By Dan Kennedy • The press, politics, technology, culture and other passions

Proposed Mass. shield law appears to protect bloggers

The Massachusetts Legislature this week will consider, once again, whether journalists should be protected from subpoenas ordering them to give up their confidential sources or turn over unused notes, video footage and the like.

According to Robert Ambrogi, executive director of the Massachusetts Newspaper Publishers Association, the bill, called the “Free Flow of Information Act,” will be the subject of a public hearing before the Joint Committee on the Judiciary on Tuesday at 1 p.m. The bill is being sponsored by state Rep. Alice Hanlon Peisch, D-Wellesley.

In an era defined by blogging, social media and citizen journalism, one of the key questions that comes up whenever shield laws are discussed is who should be covered. Many of us argue that it’s journalism, not journalists, that should be protected, and that if a lone blogger is able to convince a judge that she’s engaged in bona fide journalism, then she should be covered just as fully as someone who’s on staff at the Boston Globe.

Fortunately, the bill being considered this week appears to allow for exactly that. I’ve asked Ambrogi for clarification (he has since weighed in, below), but what I’m looking at is the definition of “news media,” which is described in the bill as follows (my emphasis):

[A]ny newspaper, magazine or other periodical, book publisher, news agency, wire service, radio or television station or network, cable or satellite station or network, or audio or audiovisual production company, or any entity that is in the regular business of news gathering and disseminating news or information to the public by any means, including, but not limited to, print, broadcast, photographic, mechanical, internet, or electronic distribution.

The bill specifies very strict protection for anonymous sources and less strict protection for unused notes, footage and other materials accumulated in the course of newsgathering but not actually used. That’s in accord with longstanding legal tradition, so no surprise there. There’s an exception “to prevent imminent and actual harm to public security from acts of terrorism” as well.

Ambrogi reports that Massachusetts is now just one of 10 states that does not have a shield law. But the state’s Supreme Judicial Court has recognized a limited right for reporters to protect their sources. In fact, the only state with no shield protection whatsoever is Wyoming.

By far the most significant gap is the lack of a federal shield law, compounded by the U.S. Supreme Court’s 1972 ruling in Branzburg v. Hayes that journalists do not have a constitutional right to protect their sources. That gap has been exploited by federal authorities in states where journalists would otherwise have shield protection — such as the cases of Jim Taricani in Rhode Island and Josh Wolf in California.

The bill being considered this week has come up before, and I don’t know whether there’s any more reason to think it will pass now than it has in previous years. Personally, I’m lukewarm on shield laws, since they can give an already-skeptical public reason to believe that the media are a privileged class.

——

- **STATED EXERCISE**
Answer these questions from the shield law post:
(a) Which state representative is sponsoring the bill?
(b) Which state has no shield protection of any kind?
(c) In what year did the U.S. Supreme Court decide Branzburg v. Hayes?

- **DATA SEGMENT**
——

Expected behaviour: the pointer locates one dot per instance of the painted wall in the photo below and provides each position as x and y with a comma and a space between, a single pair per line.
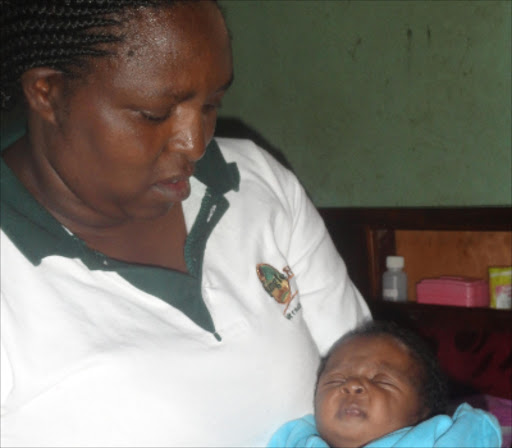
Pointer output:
380, 103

——

- **ANSWER**
(a) State Rep. Alice Hanlon Peisch, D-Wellesley
(b) Wyoming
(c) 1972